Divagações: Don't Look Up

Ao mesmo tempo em que os cinemas voltam a chamar atenção com diversos grandes lançamentos, uma produção trazida por uma plataforma de stream...

Don't Look Up
Ao mesmo tempo em que os cinemas voltam a chamar atenção com diversos grandes lançamentos, uma produção trazida por uma plataforma de streaming conseguiu se destacar nas redes sociais. De repente, super-heróis foram para segundo plano (ao menos na minha bolha) e abriram espaço para a sátira política Don't Look Up, deixando claro que não devemos subestimar a força da Netflix.

Com um grande elenco, além de direção e roteiro de Adam McKay, o longa-metragem une diversas temáticas em alta: desrespeito pela ciência, teorias conspiratórias, mídia em busca de audiência, radicalização de pautas, “polarização” política e a própria efemeridade das redes sociais. Tudo com bom humor e bastante exagero (ou não, mas vamos falar disso depois).

Em Don't Look Up, os astrônomos Kate Dibiasky (Jennifer Lawrence) e Randall Mindy (Leonardo DiCaprio) descobriram um cometa gigantesco que está em rota de colisão com a Terra. Eles seguem o que consideram serem os protocolos adequados – revisão dos dados com colegas, alerta às autoridades competentes (Rob Morgan) etc. – até que esbarram na esfera política, representada pela presidente dos Estados Unidos (Meryl Streep) e por seu filho e assessor (Jonah Hill). Em uma tentativa de forçar uma ação governamental, os pesquisadores “vazam” a informação para a mídia, com consequências variadas. Na sequência, um importante empresário do setor de tecnologia (Mark Rylance) demonstra interesse no cometa.

***

**Tarefas e exercícios**
1. Responda com base no texto sobre Don't Look Up:
(a) Quem é responsável pela direção e pelo roteiro do longa-metragem?
(b) Que atriz interpreta a presidente dos Estados Unidos?
(c) O que os pesquisadores fazem na tentativa de forçar uma ação governamental?
2. Prossiga o texto sobre Don't Look Up a partir da última frase apresentada, em um ou dois parágrafos.

***

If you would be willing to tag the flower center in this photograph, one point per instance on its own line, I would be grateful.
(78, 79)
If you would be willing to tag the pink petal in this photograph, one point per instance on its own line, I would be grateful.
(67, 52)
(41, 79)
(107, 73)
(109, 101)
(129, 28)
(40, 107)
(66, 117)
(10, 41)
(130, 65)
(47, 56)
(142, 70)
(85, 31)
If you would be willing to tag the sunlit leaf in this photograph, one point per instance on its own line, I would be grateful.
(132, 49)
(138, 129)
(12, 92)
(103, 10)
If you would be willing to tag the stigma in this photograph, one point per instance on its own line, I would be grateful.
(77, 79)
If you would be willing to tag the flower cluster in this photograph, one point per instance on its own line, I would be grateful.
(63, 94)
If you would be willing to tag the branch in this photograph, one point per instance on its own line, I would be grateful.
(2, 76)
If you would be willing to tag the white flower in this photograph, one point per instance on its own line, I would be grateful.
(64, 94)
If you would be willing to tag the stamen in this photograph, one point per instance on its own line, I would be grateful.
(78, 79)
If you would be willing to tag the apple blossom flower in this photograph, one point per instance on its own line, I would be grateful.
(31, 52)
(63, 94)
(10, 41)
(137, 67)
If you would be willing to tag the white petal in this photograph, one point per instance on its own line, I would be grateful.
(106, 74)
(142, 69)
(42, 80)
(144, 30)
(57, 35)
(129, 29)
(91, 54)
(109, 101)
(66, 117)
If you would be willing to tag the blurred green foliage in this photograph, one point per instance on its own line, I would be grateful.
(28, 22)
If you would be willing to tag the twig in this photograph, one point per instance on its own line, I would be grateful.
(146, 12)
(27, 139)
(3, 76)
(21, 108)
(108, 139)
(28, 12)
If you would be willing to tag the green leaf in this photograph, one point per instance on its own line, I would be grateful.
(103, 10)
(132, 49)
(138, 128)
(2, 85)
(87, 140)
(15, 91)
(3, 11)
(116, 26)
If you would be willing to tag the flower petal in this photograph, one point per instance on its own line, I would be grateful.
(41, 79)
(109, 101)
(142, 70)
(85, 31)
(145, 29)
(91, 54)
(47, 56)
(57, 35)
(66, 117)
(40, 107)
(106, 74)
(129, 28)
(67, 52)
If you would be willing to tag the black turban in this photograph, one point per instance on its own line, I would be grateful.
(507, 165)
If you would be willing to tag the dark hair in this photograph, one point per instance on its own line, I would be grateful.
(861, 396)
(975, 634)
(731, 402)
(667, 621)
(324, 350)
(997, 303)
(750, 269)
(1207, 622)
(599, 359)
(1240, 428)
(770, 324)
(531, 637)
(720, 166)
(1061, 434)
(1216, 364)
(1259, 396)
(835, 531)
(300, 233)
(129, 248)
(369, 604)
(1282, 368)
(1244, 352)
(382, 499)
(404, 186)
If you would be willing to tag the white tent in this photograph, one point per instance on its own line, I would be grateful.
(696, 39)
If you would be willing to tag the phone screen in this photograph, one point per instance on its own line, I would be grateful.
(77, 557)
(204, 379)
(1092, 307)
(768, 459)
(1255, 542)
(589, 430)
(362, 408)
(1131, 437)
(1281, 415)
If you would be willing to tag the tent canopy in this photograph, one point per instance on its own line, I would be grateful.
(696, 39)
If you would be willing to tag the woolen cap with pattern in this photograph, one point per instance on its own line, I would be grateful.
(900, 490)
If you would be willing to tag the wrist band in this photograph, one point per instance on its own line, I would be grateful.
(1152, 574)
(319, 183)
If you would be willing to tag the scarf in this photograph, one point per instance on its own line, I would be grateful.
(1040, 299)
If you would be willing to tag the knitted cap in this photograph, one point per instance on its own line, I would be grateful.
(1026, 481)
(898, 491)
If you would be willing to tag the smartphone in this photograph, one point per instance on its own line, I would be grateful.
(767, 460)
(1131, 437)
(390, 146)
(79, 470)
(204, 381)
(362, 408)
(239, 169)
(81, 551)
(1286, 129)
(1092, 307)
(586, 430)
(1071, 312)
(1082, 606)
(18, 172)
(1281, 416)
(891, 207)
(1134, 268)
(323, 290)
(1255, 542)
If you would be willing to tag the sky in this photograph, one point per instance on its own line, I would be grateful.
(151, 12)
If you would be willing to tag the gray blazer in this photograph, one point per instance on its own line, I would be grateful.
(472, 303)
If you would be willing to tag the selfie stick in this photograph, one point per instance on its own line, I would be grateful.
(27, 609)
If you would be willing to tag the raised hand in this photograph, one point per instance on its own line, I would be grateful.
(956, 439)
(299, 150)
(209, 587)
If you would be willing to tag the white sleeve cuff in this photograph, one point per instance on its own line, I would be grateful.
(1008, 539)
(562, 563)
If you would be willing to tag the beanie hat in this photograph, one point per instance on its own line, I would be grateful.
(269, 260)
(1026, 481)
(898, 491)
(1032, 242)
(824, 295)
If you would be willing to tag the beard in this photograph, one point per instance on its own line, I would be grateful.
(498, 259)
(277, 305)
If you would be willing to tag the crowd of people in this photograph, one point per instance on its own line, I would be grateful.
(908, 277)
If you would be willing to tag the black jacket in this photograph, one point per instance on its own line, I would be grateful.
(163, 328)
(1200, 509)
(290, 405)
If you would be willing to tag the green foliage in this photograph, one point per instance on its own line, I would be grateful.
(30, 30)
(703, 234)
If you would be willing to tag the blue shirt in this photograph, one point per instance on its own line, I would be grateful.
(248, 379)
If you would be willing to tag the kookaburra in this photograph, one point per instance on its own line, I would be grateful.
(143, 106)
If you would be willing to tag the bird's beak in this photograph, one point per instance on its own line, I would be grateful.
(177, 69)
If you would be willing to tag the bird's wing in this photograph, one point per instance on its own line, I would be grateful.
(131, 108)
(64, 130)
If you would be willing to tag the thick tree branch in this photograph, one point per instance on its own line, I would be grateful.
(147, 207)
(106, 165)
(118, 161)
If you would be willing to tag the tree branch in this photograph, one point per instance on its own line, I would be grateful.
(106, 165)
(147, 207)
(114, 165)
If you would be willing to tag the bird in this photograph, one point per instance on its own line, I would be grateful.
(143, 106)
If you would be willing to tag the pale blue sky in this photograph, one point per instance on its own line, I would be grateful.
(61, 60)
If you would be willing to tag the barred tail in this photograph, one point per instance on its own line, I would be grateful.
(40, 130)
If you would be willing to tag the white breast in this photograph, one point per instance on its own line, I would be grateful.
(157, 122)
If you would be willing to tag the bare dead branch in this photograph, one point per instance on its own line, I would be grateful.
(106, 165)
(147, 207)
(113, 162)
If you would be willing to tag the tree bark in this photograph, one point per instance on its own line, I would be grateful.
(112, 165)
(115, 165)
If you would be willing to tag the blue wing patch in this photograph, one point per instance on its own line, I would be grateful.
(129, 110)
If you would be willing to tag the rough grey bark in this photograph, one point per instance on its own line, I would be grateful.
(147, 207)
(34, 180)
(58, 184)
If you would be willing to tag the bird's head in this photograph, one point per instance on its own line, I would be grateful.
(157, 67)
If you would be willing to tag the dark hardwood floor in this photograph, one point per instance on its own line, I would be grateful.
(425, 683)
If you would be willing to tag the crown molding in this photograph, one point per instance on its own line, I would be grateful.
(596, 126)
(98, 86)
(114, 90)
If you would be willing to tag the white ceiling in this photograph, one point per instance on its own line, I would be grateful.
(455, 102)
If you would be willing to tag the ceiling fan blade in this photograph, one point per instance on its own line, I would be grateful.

***

**Resultados dos exercícios**
1.
(a) Adam McKay.
(b) Meryl Streep.
(c) Eles "vazam" a informação sobre o cometa para a mídia.

2.
Neste contexto, é óbvio que a principal “graça” do filme é o quanto as pessoas ignoram um assunto tremendamente importante – pois ainda há tempo para tentar salvar o planeta – e se apegam a coisas como números de audiência, repercussão de memes, preços de ações, lucro ou indicações políticas. Contudo, isso é tão próximo da realidade que fica difícil elevar as coisas para um nível realmente exagerado. É quase como acompanhar as notícias sobre a pandemia de covid-19 (que, veja bem, ainda estamos vivendo) ou sobre as férias do presidente Jair Bolsonaro em Santa Catarina, onde ele passeia com jet-skis da Marinha enquanto a Bahia vive uma emergência climática. A realidade já é tão absurda que a sátira perde fôlego.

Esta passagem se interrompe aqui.